**What to produce**
Reproduce all the material verbatim, down to the last line.

Top of Extracted data

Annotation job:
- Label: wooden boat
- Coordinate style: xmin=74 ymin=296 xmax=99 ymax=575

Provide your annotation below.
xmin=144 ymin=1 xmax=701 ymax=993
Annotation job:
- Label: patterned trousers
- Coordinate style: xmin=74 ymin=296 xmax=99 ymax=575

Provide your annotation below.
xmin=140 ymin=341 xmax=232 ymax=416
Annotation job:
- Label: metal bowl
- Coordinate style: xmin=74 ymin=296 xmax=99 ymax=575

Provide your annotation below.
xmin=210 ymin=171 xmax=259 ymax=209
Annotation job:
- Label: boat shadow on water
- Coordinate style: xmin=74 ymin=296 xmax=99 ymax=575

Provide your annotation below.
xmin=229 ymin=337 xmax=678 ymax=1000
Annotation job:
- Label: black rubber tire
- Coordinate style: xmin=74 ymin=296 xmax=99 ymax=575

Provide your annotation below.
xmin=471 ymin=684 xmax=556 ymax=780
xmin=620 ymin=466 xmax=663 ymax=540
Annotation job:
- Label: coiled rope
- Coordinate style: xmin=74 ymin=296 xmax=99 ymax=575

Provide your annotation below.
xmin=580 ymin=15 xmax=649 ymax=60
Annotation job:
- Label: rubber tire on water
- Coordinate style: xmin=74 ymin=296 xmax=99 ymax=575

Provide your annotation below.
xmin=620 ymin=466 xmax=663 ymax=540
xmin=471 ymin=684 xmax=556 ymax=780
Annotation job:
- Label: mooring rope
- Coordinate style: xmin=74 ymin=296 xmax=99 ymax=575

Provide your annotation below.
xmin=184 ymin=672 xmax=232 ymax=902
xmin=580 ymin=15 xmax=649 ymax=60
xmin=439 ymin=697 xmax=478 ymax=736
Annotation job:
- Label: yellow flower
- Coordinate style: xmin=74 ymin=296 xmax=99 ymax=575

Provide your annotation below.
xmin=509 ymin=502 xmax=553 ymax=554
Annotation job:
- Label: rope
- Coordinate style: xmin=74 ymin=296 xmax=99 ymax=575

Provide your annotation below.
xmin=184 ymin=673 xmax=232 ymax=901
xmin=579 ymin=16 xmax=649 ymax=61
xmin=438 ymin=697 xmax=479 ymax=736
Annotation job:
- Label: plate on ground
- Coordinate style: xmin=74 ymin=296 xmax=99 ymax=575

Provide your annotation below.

Bottom of Extracted data

**Written response**
Annotation job:
- Label: wooden boat
- Coordinate style: xmin=74 ymin=296 xmax=99 ymax=575

Provide your annotation below.
xmin=144 ymin=1 xmax=701 ymax=993
Annotation job:
- Label: patterned trousers
- Coordinate style: xmin=74 ymin=296 xmax=99 ymax=575

Provide your annotation below.
xmin=140 ymin=341 xmax=232 ymax=416
Annotation job:
- Label: metal bowl
- Coordinate style: xmin=74 ymin=296 xmax=99 ymax=575

Provide your annotation below.
xmin=210 ymin=171 xmax=259 ymax=209
Annotation job:
- Label: boat shadow on water
- Coordinate style: xmin=74 ymin=296 xmax=99 ymax=575

Provide your annotation below.
xmin=229 ymin=337 xmax=678 ymax=1000
Annotation job:
- Label: black rubber tire
- Coordinate style: xmin=74 ymin=296 xmax=99 ymax=575

Provide your annotation below.
xmin=471 ymin=684 xmax=556 ymax=780
xmin=620 ymin=466 xmax=663 ymax=540
Annotation job:
- Label: coiled rope
- Coordinate style: xmin=74 ymin=296 xmax=99 ymax=575

Provide your annotation below.
xmin=580 ymin=15 xmax=649 ymax=60
Annotation job:
- Label: rubber tire on water
- Coordinate style: xmin=74 ymin=296 xmax=99 ymax=575

Provide your annotation below.
xmin=620 ymin=466 xmax=663 ymax=540
xmin=471 ymin=684 xmax=556 ymax=780
Annotation job:
- Label: mooring rope
- Coordinate style: xmin=74 ymin=296 xmax=99 ymax=575

Provide your annotation below.
xmin=184 ymin=672 xmax=232 ymax=902
xmin=580 ymin=15 xmax=649 ymax=60
xmin=439 ymin=697 xmax=478 ymax=736
Annotation job:
- Label: yellow flower
- Coordinate style: xmin=74 ymin=296 xmax=99 ymax=575

Provide your annotation below.
xmin=509 ymin=502 xmax=553 ymax=554
Annotation job:
- Label: rope
- Coordinate style: xmin=74 ymin=296 xmax=99 ymax=575

Provide your annotation below.
xmin=184 ymin=673 xmax=232 ymax=901
xmin=579 ymin=16 xmax=649 ymax=61
xmin=438 ymin=697 xmax=479 ymax=736
Annotation job:
- Label: plate on ground
- Coordinate style: xmin=74 ymin=296 xmax=99 ymax=575

Provide your annotation below.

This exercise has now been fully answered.